TEXT PROVIDED:
+ + + + +

The findings in the Make UK/BDO Q2 Manufacturing Outlook survey show a continued positive picture with the improvement being driven by strong demand in the Other Transport and Electronic sectors in particular, with the balance of output in Other Transport (largely aerospace) extremely strong at +82%.

According to Make UK and BDO this reflects continued recovery in the aerospace sector with the increase in passenger miles, together with a spate of large orders for new aircraft over the last year. Furthermore, strong balances for electronics are becoming embedded as companies invest in digitalisation and extra capacity to counter labour shortages. These investments are now translating into consistently strong balances for the South East where electronics is the second largest industrial sector in the region.

However, despite conditions remaining positive, Make UK is still forecasting a slight contraction for manufacturing in 2023, although the picture remains far better than the significant contraction Make UK was forecasting at the end of last year and in Q1.

James Brougham, Senior Economist at Make UK, said:

“Manufacturers are seeing a gradually improving picture but the word ‘gradually’ is doing a lot of heavy lifting. However, companies are at least seeing a relative period of stability after the political and economic turmoil of the last few years when they have spent most of their time firefighting. Substantial challenges still remain, however, and so long as there is an absence of an overarching industrial strategy growth prospects will remain anaemic at best.”

+ + + + +

SUPPLIED ENTRIES:
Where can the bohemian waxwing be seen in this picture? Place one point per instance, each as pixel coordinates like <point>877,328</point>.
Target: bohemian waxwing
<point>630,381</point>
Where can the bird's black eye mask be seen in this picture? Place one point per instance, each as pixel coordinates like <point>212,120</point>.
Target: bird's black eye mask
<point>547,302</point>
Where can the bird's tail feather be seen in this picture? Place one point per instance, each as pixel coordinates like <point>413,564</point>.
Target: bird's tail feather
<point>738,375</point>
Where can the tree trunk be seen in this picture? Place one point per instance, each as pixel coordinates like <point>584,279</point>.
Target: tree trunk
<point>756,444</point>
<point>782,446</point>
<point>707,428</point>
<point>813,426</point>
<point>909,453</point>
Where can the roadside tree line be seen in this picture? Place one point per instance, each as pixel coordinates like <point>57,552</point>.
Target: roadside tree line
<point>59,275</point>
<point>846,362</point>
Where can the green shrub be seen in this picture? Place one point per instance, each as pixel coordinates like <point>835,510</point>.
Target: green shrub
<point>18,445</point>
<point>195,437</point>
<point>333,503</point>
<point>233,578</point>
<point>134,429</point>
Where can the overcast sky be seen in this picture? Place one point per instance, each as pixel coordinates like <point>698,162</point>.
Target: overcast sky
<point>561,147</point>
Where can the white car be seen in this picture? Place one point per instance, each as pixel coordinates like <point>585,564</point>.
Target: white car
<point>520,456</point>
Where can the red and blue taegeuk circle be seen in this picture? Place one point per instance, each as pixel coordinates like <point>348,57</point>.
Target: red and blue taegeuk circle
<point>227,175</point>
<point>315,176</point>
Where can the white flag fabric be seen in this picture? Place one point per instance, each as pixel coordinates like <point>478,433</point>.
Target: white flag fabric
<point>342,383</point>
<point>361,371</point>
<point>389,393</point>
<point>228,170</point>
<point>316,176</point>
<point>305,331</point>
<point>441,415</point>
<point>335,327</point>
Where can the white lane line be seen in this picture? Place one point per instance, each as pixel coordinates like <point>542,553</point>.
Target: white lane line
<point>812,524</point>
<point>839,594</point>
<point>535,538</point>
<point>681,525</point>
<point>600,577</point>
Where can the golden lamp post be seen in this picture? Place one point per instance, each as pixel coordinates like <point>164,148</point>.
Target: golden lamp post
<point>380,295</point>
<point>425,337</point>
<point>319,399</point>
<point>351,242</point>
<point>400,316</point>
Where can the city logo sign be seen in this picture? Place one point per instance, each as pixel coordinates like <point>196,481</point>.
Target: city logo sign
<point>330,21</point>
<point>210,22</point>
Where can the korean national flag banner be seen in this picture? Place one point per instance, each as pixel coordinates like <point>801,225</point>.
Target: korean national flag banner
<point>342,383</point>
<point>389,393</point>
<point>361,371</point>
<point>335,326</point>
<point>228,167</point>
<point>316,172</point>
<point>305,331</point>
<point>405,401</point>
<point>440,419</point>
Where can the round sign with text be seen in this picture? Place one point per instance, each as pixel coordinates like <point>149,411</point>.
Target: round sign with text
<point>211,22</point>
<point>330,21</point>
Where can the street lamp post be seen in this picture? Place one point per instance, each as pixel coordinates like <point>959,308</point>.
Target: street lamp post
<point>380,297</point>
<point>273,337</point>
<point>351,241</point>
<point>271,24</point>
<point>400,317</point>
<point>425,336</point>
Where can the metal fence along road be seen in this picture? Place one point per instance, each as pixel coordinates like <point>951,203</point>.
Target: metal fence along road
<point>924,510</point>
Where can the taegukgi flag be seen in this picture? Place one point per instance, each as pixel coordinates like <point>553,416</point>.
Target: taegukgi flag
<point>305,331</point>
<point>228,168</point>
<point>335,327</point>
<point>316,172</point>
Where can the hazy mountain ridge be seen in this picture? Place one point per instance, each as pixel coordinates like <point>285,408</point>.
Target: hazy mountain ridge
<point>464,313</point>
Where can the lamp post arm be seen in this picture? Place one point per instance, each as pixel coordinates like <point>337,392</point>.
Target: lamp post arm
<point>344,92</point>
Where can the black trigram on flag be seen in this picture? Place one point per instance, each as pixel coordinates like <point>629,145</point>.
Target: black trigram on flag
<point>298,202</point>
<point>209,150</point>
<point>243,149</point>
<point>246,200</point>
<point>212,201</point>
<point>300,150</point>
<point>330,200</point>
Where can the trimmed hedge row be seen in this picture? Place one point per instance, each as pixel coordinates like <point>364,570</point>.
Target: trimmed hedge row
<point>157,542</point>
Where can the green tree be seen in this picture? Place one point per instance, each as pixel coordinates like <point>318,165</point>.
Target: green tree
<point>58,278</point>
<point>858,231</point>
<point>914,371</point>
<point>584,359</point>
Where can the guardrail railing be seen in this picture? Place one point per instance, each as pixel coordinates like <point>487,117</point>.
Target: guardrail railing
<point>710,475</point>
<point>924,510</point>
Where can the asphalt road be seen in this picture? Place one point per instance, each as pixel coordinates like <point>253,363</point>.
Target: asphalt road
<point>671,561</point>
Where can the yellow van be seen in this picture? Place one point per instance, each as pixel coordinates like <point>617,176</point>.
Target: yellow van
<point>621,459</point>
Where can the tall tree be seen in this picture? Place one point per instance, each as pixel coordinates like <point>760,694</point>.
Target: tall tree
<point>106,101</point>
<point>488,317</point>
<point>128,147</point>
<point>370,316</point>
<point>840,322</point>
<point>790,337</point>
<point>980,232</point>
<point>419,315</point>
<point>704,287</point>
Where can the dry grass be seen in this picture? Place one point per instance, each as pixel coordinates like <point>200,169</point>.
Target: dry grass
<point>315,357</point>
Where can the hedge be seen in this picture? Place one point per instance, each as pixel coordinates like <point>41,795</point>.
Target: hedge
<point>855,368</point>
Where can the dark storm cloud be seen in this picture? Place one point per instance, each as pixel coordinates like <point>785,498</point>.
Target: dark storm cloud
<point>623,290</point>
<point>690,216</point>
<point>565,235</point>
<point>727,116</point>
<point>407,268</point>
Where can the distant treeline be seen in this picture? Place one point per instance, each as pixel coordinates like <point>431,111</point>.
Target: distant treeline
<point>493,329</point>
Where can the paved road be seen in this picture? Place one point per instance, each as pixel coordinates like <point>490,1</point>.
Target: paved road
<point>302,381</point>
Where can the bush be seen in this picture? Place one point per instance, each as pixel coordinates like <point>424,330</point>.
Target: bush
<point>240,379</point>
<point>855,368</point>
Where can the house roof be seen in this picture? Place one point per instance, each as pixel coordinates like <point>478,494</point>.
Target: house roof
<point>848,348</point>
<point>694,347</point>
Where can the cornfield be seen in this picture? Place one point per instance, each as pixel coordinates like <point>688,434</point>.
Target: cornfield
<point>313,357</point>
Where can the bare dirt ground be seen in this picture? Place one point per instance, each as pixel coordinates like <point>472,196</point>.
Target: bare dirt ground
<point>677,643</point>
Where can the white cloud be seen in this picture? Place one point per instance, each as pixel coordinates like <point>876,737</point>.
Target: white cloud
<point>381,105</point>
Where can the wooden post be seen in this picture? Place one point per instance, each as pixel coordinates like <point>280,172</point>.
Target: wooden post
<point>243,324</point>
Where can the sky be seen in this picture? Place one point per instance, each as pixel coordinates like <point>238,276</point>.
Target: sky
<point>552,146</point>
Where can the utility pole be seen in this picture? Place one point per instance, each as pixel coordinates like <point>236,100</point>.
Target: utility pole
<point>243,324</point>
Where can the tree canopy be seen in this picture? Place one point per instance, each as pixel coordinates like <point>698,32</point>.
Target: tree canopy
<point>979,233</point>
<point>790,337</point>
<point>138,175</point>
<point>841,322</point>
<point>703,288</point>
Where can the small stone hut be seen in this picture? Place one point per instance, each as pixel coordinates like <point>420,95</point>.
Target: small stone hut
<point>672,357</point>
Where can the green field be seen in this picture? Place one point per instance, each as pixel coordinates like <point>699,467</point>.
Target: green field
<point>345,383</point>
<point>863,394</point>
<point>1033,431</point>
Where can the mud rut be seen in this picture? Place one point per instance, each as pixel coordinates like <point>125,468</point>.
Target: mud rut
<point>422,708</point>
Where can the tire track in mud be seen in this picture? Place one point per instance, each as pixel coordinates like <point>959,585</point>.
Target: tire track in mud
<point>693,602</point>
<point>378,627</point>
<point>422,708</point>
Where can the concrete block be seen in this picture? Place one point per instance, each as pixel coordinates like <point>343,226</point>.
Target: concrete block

+ + + + +

ABOUT THIS TASK:
Copy the Make UK/BDO manufacturing survey text above in full, word for word.

OUTPUT:
The findings in the Make UK/BDO Q2 Manufacturing Outlook survey show a continued positive picture with the improvement being driven by strong demand in the Other Transport and Electronic sectors in particular, with the balance of output in Other Transport (largely aerospace) extremely strong at +82%.

According to Make UK and BDO this reflects continued recovery in the aerospace sector with the increase in passenger miles, together with a spate of large orders for new aircraft over the last year. Furthermore, strong balances for electronics are becoming embedded as companies invest in digitalisation and extra capacity to counter labour shortages. These investments are now translating into consistently strong balances for the South East where electronics is the second largest industrial sector in the region.

However, despite conditions remaining positive, Make UK is still forecasting a slight contraction for manufacturing in 2023, although the picture remains far better than the significant contraction Make UK was forecasting at the end of last year and in Q1.

James Brougham, Senior Economist at Make UK, said:

“Manufacturers are seeing a gradually improving picture but the word ‘gradually’ is doing a lot of heavy lifting. However, companies are at least seeing a relative period of stability after the political and economic turmoil of the last few years when they have spent most of their time firefighting. Substantial challenges still remain, however, and so long as there is an absence of an overarching industrial strategy growth prospects will remain anaemic at best.”